> **Objective**:
Could you repeat, word for word, every line from the one containing "In this exercise you will tag the man with" through the final line of the records below, and nothing else?

==== Records supplied ====

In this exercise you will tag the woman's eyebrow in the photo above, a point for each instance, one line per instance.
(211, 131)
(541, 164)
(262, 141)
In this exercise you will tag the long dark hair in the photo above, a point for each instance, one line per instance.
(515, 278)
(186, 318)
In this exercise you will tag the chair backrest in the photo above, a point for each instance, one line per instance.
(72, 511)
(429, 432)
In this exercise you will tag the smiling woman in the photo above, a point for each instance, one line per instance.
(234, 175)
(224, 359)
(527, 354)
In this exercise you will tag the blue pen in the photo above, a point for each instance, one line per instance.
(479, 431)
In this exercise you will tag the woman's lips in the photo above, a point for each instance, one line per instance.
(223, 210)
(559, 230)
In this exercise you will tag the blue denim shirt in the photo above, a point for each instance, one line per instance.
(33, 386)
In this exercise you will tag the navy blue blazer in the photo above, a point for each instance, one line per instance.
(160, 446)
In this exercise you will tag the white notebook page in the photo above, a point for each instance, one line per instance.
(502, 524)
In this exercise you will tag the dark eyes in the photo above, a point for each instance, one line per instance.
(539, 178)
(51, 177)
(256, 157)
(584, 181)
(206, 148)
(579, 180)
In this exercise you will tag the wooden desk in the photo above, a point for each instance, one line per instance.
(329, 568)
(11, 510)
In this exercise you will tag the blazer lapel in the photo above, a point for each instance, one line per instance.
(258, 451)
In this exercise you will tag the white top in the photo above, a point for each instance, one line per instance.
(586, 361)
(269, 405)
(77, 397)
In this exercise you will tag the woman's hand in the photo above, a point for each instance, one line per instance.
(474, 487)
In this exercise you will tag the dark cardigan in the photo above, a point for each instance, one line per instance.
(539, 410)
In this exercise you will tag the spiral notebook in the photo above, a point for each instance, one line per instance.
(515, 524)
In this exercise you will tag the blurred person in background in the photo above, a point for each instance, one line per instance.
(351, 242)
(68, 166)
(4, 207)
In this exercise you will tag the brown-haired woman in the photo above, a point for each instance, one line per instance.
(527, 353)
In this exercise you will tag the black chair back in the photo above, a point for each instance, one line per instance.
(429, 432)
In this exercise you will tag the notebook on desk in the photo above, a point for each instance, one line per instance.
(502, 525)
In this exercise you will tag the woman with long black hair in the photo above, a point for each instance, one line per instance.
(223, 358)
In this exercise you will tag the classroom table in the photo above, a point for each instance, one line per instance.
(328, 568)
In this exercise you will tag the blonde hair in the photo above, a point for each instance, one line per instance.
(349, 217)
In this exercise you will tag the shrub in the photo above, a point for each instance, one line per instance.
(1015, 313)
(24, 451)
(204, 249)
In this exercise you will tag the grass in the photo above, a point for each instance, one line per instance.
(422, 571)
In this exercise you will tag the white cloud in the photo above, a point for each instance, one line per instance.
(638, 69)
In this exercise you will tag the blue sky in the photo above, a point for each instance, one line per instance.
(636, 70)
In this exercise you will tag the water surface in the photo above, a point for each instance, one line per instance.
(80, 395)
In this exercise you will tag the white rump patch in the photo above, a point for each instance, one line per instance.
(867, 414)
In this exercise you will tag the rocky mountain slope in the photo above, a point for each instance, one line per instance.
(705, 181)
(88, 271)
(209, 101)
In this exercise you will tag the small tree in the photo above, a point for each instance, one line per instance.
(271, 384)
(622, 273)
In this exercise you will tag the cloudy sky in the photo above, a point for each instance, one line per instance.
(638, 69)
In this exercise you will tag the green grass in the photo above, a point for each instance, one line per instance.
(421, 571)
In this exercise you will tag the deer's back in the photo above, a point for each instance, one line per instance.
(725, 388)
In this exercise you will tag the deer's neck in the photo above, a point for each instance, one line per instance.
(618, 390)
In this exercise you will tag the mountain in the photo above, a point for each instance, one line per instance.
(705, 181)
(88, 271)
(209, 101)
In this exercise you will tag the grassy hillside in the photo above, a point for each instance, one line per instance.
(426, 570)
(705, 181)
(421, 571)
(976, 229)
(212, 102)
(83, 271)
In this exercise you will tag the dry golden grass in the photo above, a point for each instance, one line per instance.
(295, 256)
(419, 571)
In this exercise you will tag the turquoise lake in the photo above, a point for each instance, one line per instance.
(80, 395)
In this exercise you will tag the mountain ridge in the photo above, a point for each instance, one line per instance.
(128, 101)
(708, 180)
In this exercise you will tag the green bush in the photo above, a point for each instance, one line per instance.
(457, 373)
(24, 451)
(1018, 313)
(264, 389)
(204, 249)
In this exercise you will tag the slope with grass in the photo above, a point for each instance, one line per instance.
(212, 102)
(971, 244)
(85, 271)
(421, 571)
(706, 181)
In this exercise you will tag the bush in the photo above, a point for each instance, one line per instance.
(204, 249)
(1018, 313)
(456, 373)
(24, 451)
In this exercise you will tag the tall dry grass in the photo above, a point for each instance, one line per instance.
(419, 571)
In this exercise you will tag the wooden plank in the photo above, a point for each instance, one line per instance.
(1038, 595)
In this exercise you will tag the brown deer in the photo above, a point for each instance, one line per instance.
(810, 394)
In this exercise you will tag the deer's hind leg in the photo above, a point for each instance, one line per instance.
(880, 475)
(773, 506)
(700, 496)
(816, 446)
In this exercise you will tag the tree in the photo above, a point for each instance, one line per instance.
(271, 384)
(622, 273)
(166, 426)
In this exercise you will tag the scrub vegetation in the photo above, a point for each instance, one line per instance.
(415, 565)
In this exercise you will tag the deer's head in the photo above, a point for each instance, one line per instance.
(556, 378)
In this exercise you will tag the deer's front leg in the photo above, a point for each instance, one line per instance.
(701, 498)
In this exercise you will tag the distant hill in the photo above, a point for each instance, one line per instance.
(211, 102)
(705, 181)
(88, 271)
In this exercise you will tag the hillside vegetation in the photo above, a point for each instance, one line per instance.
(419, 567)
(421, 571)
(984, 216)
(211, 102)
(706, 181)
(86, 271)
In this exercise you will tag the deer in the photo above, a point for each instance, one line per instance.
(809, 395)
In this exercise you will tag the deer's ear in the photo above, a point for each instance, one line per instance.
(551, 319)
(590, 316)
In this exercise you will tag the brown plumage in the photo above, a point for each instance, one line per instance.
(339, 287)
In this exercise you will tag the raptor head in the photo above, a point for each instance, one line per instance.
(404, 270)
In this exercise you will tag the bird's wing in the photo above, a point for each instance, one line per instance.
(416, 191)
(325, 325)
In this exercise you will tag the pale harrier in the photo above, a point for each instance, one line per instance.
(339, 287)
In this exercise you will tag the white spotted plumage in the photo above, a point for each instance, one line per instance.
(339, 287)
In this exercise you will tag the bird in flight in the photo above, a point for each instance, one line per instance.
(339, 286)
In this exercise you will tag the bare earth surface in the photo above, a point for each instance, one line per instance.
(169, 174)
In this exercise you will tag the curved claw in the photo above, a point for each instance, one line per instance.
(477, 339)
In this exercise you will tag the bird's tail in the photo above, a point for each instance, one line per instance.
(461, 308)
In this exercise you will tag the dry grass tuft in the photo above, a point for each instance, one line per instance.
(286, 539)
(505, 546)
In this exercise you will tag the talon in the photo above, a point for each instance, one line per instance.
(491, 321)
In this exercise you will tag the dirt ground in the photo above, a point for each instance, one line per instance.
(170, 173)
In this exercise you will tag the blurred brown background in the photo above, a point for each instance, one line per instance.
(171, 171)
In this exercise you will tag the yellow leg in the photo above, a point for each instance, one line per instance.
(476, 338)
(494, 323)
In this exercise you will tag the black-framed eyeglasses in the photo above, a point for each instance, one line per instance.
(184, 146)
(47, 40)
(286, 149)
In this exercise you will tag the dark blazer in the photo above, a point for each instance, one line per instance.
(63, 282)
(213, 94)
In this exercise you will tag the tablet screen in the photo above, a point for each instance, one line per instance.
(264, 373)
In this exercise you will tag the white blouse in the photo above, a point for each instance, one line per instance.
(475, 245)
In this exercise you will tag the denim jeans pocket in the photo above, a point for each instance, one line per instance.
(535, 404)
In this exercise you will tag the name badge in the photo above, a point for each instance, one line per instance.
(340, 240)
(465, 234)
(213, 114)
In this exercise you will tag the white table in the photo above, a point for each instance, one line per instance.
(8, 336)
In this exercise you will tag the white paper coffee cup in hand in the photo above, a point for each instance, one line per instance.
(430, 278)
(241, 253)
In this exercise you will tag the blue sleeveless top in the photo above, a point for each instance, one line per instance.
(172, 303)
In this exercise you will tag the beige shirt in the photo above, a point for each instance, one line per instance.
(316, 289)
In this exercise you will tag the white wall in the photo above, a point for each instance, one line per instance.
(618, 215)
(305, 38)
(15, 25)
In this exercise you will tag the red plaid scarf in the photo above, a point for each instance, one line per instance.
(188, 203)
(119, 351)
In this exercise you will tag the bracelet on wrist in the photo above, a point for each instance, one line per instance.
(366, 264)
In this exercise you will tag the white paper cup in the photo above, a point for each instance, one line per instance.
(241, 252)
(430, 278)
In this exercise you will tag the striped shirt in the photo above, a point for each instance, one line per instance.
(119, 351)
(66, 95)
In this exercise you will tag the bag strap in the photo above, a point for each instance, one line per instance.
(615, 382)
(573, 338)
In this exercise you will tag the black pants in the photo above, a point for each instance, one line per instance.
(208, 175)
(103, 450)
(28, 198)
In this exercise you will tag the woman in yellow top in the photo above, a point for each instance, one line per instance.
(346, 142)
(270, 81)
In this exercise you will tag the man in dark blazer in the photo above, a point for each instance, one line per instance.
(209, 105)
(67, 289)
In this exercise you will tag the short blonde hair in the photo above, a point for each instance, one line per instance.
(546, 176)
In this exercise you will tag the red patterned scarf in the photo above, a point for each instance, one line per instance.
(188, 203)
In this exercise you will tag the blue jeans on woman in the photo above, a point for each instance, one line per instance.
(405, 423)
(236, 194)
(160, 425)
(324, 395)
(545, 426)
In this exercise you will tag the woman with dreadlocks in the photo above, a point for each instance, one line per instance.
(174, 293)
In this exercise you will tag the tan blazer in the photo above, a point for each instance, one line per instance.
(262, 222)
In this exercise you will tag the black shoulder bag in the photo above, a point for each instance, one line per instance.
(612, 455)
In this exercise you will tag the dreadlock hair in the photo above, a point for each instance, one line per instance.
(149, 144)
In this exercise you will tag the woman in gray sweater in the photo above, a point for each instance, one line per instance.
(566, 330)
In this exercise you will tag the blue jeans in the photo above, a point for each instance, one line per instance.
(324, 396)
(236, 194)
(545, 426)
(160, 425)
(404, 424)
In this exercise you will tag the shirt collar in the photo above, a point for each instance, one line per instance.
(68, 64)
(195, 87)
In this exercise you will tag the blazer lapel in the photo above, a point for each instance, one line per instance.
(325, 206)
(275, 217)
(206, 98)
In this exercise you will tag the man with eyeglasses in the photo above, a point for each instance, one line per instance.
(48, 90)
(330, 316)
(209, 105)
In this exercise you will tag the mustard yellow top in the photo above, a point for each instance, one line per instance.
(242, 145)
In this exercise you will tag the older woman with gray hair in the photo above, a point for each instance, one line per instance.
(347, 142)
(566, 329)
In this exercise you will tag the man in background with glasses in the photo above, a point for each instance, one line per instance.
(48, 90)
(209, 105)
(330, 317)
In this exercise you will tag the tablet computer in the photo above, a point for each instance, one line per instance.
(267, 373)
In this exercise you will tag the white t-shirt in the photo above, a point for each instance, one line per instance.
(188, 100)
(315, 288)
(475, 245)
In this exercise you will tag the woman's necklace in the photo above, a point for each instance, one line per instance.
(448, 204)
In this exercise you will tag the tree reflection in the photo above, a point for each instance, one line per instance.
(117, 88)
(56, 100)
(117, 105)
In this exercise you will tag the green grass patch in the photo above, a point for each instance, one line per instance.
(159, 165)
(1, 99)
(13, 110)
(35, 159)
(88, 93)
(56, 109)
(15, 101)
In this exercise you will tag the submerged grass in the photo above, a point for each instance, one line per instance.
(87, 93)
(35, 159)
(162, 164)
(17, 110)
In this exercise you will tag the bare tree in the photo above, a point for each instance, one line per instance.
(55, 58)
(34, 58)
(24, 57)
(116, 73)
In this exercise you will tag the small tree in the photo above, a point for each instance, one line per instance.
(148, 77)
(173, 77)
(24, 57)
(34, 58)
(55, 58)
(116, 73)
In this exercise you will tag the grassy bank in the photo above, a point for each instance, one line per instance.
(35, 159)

====

> **Answer**:
In this exercise you will tag the man with eyeglasses in the photo above, a point for each instance, one line per instance.
(48, 90)
(330, 316)
(209, 105)
In this exercise you will tag the mustard yellow top in the photo above, a point for each instance, one line per instance.
(242, 145)
In this exercise you will tag the older woman with gray hair in the photo above, a point for each instance, one line per instance.
(347, 142)
(566, 329)
In this exercise you will tag the man in background with glasses in the photo above, a point for each instance, one line per instance.
(48, 90)
(209, 105)
(330, 317)
In this exercise you will tag the tablet computer in the photo above, a point for each instance, one line per instance.
(267, 373)
In this exercise you will tag the white t-shirt in the photo above, a point for each instance, one line per instance.
(188, 100)
(315, 288)
(475, 245)
In this exercise you will tag the woman's necklace in the photo above, a point for each instance, one line per instance.
(448, 204)
In this exercise you will tag the tree reflection in the photo above, a point for each instance, one line per instance.
(117, 88)
(56, 100)
(117, 105)
In this exercise you will tag the green grass patch in the photo above, a point for each instance, one line per instance.
(159, 165)
(1, 99)
(13, 110)
(35, 159)
(88, 93)
(56, 109)
(15, 101)
In this exercise you will tag the submerged grass in the photo above, a point for each instance, one line per instance.
(87, 93)
(35, 159)
(162, 164)
(17, 110)
In this exercise you will tag the bare tree in the photo above, a point for each instance, one line per instance.
(55, 58)
(34, 58)
(24, 57)
(116, 73)
In this exercise you will tag the small tree in the photo above, a point for each instance, one line per instance.
(148, 77)
(173, 77)
(24, 57)
(34, 58)
(55, 58)
(116, 73)
In this exercise you will tag the grassy bank in the photo above, a point for each instance, one line per instance.
(35, 159)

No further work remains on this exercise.